WORK INSTRUCTIONS :: Reproduce verbatim the lines of the entries from the line containing "Where can the main rotor" through the line containing "[1087, 717]", including both of those lines.

Records in a dataset:
>> Begin
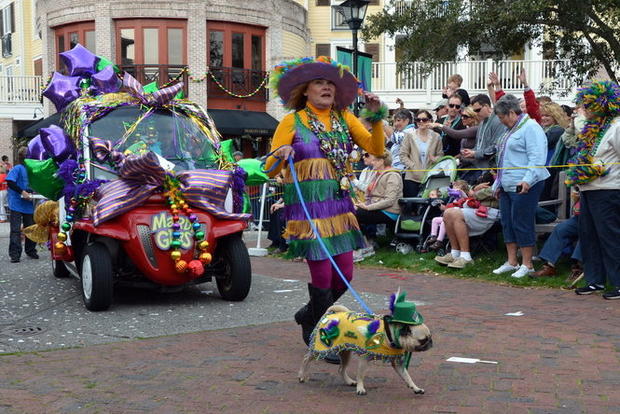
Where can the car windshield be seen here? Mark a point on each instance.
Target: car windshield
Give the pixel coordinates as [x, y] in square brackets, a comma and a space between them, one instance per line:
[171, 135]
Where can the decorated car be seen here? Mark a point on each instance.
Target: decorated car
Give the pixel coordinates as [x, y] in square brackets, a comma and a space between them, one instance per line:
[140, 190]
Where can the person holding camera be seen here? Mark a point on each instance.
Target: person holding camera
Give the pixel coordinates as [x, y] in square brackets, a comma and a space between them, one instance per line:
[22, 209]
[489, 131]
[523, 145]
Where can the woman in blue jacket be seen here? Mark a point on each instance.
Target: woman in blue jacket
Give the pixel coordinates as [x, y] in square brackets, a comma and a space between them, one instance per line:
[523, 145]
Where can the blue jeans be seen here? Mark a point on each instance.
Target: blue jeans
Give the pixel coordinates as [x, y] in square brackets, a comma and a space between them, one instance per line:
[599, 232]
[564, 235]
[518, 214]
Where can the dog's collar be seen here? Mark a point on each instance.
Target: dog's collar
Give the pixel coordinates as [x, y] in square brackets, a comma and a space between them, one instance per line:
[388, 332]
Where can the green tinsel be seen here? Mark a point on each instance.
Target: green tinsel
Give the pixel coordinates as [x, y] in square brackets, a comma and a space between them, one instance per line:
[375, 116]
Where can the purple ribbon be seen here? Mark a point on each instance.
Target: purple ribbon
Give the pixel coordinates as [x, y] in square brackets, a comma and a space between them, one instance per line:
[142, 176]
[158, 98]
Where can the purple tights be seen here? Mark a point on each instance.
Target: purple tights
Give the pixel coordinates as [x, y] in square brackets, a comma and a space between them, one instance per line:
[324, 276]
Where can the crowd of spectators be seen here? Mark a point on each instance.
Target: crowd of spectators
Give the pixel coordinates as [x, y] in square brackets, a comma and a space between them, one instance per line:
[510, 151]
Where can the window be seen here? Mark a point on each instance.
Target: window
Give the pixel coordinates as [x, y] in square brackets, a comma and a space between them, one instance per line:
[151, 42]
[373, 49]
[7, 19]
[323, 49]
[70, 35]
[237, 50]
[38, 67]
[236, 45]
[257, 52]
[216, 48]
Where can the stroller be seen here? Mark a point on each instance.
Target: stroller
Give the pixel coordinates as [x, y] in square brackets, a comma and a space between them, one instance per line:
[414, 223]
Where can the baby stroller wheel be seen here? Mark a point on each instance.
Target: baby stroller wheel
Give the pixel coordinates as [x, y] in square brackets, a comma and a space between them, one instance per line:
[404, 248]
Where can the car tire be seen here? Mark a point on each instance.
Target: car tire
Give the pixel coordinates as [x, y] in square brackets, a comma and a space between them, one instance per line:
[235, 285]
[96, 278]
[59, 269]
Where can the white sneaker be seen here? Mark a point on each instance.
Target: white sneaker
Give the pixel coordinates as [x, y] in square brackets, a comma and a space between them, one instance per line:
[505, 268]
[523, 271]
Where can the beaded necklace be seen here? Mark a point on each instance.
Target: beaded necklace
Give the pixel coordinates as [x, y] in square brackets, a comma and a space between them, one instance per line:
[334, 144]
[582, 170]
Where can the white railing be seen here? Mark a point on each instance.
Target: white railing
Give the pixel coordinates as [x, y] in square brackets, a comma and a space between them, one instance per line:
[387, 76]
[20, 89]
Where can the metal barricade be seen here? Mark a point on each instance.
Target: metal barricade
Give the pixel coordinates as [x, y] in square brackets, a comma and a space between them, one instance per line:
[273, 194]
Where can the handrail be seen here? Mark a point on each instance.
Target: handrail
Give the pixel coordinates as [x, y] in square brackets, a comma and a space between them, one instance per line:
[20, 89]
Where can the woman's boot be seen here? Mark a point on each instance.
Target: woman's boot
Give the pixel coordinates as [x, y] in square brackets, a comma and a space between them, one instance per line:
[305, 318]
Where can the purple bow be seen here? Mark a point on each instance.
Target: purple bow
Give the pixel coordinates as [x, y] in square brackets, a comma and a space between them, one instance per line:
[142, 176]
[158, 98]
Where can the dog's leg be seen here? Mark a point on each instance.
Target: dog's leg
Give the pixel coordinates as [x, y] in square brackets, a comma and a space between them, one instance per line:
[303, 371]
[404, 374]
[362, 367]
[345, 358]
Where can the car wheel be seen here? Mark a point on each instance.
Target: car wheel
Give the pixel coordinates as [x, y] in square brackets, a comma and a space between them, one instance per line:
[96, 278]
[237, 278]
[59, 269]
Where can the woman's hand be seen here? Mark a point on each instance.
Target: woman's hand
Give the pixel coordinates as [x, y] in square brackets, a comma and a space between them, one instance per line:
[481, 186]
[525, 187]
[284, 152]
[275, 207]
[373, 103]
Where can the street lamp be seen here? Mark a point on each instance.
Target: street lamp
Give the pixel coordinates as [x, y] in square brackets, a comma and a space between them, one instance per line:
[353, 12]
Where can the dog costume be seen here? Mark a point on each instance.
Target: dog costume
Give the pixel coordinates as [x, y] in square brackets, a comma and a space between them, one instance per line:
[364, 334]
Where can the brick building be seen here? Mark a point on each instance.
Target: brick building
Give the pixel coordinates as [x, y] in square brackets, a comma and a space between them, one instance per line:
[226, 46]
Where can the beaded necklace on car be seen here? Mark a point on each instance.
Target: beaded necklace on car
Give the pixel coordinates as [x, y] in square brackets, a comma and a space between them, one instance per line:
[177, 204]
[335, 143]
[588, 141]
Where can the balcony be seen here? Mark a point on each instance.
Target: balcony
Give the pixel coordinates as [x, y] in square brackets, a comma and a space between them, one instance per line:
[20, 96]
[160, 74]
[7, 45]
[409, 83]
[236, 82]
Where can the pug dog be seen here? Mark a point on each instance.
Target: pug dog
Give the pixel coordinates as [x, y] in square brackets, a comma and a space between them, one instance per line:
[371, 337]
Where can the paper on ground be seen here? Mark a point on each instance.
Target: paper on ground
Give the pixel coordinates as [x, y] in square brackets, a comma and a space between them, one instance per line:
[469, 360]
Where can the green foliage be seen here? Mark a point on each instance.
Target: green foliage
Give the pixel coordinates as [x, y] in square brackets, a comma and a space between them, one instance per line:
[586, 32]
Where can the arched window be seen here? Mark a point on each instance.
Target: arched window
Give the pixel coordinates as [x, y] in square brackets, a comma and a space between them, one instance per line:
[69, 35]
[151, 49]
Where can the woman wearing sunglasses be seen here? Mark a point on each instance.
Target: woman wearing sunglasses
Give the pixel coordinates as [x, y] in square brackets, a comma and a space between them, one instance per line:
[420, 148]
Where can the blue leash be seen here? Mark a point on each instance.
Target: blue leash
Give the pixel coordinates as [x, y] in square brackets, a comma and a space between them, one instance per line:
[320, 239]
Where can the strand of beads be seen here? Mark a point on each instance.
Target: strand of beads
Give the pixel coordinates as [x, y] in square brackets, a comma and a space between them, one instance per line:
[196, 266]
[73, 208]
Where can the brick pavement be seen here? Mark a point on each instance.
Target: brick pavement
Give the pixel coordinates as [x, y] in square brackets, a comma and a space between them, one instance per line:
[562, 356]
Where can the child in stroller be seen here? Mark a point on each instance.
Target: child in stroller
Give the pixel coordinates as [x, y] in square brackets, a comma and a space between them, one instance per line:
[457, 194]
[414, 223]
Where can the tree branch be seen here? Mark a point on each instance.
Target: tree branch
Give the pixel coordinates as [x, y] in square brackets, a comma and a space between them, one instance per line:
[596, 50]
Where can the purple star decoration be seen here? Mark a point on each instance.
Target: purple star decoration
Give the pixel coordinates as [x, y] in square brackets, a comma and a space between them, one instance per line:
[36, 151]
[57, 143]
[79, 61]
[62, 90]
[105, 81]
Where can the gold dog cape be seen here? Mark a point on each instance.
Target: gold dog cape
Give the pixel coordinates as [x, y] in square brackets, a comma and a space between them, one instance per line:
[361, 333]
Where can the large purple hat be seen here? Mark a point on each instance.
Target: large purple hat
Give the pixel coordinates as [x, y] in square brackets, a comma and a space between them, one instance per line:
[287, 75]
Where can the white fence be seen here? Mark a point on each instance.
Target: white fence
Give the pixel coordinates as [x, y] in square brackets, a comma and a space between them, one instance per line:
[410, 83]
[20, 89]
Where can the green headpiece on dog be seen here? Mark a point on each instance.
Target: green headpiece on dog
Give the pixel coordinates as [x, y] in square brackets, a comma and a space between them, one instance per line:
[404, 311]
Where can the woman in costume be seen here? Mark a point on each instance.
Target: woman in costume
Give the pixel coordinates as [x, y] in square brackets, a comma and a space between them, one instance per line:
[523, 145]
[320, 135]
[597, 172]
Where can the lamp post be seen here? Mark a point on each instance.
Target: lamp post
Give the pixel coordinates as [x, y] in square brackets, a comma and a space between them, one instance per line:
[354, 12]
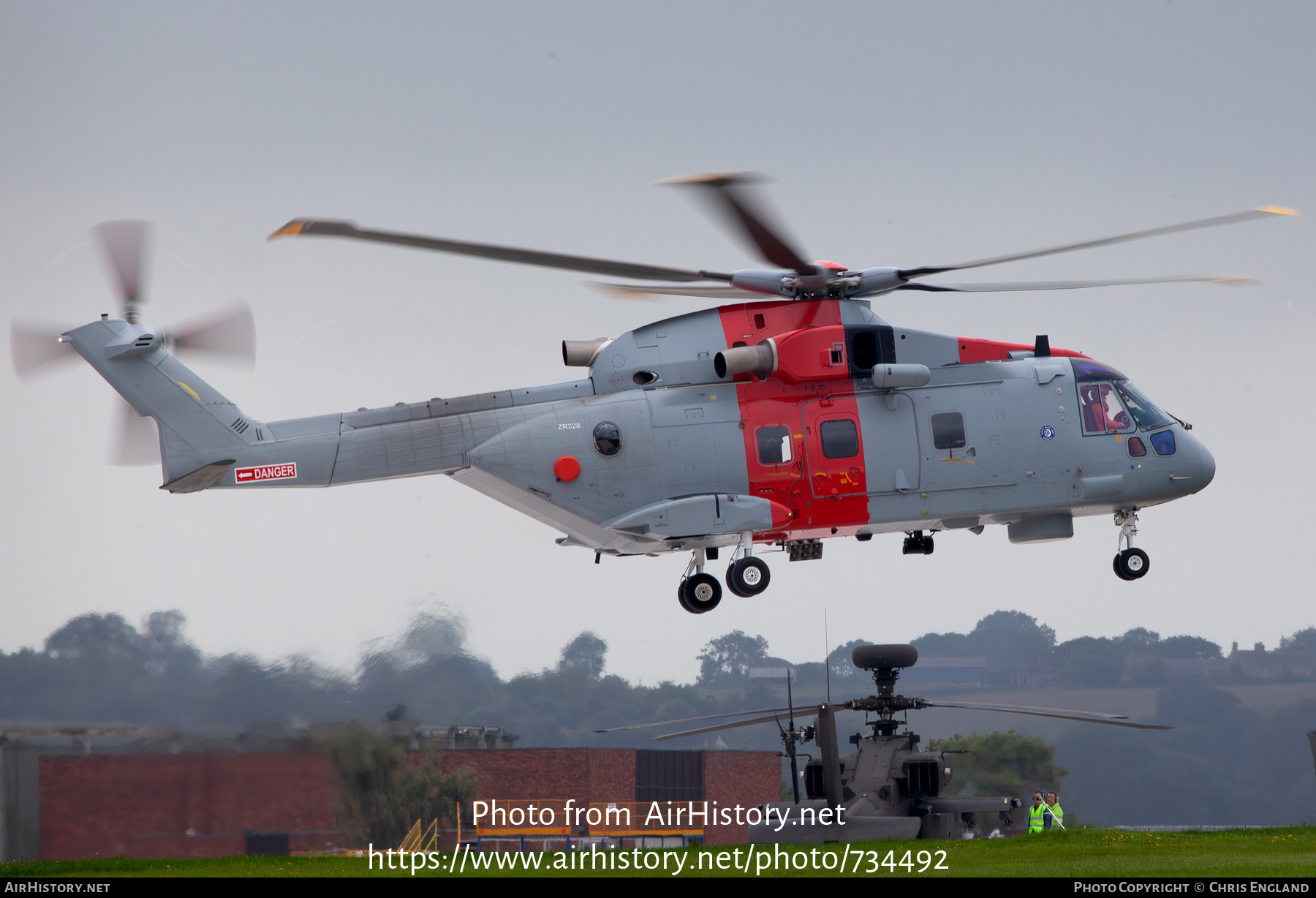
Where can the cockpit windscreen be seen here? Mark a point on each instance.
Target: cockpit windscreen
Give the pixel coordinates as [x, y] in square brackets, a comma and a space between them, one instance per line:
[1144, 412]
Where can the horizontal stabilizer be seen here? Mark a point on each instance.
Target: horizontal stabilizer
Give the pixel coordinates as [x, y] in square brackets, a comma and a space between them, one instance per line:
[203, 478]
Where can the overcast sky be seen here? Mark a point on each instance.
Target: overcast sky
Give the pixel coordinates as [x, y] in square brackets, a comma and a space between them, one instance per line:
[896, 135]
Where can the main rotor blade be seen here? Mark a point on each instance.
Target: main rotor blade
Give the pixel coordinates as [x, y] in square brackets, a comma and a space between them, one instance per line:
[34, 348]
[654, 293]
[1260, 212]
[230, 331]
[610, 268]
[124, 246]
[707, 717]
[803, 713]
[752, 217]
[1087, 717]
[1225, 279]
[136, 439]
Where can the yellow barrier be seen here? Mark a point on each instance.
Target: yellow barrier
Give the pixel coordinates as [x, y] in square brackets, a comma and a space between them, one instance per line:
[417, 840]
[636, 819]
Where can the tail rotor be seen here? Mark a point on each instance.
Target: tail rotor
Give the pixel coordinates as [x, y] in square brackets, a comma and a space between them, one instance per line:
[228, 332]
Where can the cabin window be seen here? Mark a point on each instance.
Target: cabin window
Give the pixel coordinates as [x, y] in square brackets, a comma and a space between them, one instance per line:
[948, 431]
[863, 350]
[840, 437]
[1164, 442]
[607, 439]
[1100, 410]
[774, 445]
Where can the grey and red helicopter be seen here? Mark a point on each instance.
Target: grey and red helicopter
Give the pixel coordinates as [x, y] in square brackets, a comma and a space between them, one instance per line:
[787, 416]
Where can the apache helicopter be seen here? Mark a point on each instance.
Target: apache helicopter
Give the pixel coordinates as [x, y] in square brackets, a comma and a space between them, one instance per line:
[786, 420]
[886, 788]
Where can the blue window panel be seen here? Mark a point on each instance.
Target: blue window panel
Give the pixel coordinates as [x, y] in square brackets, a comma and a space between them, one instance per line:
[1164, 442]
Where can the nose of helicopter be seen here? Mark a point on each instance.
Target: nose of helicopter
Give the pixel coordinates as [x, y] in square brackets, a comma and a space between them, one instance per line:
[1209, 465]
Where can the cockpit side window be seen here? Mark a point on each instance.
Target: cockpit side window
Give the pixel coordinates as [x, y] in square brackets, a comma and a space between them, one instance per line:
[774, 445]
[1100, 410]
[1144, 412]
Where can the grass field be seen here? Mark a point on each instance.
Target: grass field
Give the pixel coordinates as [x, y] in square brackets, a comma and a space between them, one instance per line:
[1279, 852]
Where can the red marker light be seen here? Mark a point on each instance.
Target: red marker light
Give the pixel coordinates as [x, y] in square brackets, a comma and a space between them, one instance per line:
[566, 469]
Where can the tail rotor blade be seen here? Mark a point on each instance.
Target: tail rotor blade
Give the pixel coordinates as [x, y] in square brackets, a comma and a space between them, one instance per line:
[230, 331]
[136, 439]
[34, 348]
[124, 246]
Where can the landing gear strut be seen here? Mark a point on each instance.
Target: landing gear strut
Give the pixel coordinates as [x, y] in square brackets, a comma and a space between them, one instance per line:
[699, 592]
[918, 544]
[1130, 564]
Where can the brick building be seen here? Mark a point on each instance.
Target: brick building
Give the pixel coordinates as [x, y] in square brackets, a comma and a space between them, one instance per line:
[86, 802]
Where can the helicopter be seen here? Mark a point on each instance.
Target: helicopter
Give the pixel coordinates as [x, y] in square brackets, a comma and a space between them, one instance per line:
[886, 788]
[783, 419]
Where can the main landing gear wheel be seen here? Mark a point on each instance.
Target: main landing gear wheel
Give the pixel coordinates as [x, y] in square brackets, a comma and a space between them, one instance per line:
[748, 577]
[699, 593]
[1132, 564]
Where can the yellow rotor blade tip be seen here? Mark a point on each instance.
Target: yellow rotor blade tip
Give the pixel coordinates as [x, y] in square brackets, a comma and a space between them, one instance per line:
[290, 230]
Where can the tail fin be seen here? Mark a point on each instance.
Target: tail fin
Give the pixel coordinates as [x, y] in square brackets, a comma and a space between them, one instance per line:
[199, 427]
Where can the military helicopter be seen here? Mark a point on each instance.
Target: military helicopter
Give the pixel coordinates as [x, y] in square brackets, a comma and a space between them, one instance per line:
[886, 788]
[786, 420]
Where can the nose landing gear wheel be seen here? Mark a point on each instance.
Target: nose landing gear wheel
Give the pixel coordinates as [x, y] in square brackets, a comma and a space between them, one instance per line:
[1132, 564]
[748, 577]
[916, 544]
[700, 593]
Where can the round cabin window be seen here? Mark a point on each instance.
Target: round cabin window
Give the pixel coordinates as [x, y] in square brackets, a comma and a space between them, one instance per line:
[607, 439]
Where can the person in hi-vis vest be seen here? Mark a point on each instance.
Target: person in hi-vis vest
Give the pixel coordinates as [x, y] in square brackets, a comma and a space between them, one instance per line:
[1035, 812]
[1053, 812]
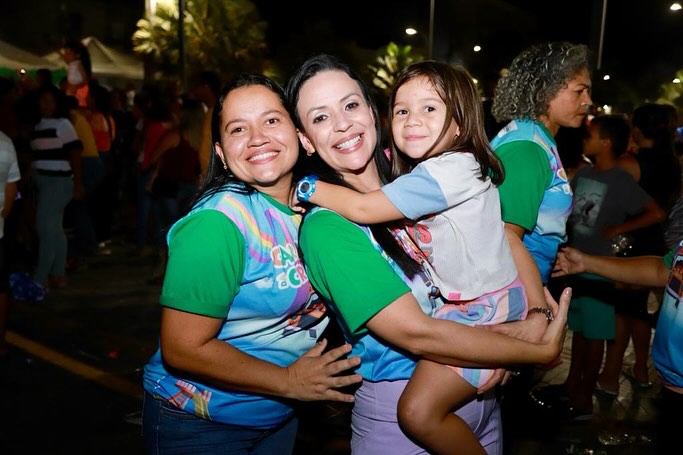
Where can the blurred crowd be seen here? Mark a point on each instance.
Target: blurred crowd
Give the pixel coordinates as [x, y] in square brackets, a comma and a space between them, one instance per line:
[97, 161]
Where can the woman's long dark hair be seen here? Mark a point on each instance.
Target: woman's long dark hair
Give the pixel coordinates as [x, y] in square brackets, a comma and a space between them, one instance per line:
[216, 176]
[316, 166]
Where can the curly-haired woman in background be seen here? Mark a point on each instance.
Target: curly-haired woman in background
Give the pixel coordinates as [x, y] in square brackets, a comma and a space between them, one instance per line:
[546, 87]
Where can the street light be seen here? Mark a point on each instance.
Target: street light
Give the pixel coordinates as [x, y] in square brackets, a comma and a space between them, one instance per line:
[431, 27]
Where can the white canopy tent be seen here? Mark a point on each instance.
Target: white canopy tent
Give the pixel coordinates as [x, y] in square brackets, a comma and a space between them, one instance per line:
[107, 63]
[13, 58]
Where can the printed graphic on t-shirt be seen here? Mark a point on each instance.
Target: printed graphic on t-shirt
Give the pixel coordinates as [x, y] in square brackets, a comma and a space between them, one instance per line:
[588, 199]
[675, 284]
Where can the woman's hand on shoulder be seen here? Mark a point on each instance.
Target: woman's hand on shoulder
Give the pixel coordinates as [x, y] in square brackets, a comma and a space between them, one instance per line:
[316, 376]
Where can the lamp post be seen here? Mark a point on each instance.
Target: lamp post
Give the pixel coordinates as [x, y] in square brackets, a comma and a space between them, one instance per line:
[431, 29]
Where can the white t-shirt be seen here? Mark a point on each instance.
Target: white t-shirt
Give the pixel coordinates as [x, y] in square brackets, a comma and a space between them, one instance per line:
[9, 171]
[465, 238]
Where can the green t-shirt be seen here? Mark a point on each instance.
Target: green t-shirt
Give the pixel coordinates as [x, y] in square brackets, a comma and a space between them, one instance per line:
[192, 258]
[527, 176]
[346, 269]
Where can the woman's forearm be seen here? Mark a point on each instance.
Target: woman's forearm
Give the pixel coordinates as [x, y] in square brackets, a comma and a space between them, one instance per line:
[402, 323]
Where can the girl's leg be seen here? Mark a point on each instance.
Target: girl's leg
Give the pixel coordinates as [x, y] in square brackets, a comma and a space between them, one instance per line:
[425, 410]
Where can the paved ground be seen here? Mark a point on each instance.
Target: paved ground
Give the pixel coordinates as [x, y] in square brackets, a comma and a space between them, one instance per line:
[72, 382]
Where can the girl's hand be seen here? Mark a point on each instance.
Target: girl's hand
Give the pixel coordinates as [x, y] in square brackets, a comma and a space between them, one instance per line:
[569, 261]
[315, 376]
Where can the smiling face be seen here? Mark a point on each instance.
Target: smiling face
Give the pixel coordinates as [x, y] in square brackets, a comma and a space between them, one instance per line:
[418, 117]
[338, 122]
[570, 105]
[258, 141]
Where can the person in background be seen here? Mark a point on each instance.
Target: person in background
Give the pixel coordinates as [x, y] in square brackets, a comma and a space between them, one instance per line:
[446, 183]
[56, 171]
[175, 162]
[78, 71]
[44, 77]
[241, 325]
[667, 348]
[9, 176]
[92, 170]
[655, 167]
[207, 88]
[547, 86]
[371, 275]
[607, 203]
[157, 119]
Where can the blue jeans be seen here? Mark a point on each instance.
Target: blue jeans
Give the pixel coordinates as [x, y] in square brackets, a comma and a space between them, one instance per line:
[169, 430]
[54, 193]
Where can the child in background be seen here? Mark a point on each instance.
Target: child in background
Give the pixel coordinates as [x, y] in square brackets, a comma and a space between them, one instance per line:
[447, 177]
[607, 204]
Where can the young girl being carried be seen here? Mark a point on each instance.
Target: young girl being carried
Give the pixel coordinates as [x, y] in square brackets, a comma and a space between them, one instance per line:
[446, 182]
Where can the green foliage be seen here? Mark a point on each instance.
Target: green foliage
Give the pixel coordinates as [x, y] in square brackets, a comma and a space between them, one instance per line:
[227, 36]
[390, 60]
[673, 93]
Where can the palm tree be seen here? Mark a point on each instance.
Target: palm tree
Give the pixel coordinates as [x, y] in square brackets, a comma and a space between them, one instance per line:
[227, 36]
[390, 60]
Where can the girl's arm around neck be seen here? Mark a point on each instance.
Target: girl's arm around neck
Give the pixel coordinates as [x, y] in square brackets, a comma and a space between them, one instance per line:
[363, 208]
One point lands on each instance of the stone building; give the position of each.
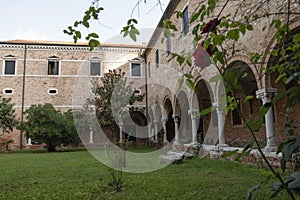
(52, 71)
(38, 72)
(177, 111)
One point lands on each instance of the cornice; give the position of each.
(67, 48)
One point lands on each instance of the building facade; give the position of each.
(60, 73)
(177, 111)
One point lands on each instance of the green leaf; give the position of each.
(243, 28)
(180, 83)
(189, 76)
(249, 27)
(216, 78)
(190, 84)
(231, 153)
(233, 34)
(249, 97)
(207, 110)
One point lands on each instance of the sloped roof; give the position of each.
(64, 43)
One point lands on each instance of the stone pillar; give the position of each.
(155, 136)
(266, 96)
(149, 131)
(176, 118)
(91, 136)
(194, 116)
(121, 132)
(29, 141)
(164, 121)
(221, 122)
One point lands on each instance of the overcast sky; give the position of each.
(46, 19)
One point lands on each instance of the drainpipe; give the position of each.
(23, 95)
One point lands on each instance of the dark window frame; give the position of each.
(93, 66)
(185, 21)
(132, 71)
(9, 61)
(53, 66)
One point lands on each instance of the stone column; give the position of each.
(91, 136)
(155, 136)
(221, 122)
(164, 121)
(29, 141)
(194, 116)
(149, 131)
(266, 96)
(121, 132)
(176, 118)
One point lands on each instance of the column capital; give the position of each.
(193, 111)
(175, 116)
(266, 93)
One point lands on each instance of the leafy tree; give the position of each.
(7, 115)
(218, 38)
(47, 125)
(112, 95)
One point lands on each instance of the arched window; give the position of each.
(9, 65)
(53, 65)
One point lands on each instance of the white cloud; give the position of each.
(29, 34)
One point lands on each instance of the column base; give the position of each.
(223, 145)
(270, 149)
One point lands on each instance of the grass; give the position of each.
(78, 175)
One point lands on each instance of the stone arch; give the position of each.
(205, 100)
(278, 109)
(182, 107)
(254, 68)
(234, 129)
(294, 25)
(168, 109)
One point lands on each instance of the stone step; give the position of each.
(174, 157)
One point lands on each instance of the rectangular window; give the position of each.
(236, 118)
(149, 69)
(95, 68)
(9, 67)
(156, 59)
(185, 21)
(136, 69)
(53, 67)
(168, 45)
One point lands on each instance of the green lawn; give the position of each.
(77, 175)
>> End
SOLVED EXERCISE ::
Where can the main rotor blade be seen here? Mark a point on each instance.
Target: main rotor blade
Give the pixel coordinates as [x, y] in square brackets, a comma and a space between them, one instance per line:
[34, 348]
[654, 293]
[1260, 212]
[230, 331]
[610, 268]
[124, 246]
[707, 717]
[803, 713]
[752, 217]
[1087, 717]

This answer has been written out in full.